WHAT TO WORK ON: Find each line of the listing below in which the string "raised" occurs and copy those lines out. Uppercase and lowercase letters count as different.

####################

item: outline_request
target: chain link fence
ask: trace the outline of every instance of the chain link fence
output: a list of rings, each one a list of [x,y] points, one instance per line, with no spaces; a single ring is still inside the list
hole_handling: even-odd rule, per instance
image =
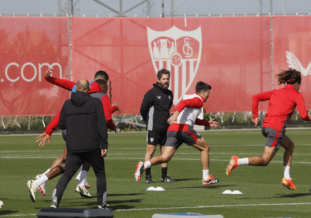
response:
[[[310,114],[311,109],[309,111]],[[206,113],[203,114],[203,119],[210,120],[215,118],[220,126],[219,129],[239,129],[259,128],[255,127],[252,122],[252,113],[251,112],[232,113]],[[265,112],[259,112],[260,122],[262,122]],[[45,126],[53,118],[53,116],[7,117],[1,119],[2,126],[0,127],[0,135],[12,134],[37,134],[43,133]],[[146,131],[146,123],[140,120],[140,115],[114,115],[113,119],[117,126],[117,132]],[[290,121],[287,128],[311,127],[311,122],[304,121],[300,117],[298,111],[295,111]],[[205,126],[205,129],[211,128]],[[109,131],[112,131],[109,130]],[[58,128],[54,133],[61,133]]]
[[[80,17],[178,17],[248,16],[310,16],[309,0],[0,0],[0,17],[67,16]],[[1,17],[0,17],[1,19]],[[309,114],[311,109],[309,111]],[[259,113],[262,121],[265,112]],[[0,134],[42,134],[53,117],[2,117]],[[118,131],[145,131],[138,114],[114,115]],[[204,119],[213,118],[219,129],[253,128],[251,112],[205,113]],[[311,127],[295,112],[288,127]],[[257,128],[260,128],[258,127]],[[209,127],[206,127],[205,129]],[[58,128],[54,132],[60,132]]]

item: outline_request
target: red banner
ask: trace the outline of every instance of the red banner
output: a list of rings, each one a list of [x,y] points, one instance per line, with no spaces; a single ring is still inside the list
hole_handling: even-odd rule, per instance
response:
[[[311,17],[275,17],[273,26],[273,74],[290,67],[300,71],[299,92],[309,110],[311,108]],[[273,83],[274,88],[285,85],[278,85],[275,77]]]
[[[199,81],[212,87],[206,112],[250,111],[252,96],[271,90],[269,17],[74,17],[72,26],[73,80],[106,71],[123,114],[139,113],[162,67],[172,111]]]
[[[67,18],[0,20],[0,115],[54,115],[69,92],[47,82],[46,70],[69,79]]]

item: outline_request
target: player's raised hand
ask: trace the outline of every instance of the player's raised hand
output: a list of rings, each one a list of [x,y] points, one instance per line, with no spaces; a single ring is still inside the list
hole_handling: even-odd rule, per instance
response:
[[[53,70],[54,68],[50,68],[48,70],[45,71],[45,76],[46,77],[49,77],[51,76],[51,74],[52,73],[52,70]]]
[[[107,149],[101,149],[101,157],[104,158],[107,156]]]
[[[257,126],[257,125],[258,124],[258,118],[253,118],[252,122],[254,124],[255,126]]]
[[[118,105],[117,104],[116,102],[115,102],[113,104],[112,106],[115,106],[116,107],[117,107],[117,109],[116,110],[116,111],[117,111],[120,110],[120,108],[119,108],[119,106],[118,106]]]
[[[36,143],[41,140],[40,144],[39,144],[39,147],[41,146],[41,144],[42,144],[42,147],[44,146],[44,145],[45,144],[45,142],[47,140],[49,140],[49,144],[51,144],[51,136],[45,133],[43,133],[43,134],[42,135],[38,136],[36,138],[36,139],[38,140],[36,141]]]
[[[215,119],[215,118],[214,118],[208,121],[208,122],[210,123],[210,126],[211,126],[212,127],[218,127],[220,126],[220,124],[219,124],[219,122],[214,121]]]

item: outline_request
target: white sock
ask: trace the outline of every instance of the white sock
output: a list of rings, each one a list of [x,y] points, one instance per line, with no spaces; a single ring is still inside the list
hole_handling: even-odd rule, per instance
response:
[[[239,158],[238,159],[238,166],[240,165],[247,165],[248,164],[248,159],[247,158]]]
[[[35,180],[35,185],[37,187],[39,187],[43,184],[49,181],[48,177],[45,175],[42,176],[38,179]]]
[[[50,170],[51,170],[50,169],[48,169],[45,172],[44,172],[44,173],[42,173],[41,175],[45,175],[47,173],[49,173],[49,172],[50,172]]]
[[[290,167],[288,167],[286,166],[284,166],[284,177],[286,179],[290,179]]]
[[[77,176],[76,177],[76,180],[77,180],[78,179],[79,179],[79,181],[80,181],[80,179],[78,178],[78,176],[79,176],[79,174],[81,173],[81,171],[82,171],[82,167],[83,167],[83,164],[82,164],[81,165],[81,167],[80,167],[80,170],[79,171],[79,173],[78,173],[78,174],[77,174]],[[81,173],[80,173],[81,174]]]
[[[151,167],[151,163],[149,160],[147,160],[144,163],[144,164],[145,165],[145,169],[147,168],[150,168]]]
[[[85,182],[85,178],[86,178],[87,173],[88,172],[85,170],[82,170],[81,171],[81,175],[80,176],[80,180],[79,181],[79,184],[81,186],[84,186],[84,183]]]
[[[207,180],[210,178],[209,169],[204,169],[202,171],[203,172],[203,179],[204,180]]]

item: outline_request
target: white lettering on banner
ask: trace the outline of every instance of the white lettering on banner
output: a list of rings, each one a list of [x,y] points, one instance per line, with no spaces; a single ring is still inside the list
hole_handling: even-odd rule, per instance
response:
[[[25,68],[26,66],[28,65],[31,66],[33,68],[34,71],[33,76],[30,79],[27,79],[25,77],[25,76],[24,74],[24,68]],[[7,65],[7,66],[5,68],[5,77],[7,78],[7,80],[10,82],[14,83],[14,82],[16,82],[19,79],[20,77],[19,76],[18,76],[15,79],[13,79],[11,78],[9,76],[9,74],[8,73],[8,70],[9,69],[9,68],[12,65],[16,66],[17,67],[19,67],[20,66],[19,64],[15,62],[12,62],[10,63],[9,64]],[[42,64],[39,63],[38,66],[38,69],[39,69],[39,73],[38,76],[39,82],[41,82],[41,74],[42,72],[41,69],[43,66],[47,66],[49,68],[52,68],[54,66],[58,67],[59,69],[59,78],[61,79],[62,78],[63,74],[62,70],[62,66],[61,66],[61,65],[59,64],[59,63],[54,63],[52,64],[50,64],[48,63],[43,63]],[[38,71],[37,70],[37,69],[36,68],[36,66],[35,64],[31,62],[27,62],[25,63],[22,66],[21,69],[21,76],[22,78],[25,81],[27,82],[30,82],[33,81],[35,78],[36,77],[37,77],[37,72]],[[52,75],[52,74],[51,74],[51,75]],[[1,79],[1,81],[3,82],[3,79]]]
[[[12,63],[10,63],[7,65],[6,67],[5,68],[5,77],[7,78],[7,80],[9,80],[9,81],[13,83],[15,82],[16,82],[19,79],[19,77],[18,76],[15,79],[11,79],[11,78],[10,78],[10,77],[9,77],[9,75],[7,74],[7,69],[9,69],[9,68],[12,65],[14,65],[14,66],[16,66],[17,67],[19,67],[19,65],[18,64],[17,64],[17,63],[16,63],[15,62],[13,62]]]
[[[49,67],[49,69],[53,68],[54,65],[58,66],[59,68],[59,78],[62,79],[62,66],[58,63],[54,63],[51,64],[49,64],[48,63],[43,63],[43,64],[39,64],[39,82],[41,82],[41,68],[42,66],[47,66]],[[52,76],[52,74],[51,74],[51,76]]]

####################

FINISHED EXERCISE:
target: player's raised hand
ask: trace the outline of every instance of the player's raised hand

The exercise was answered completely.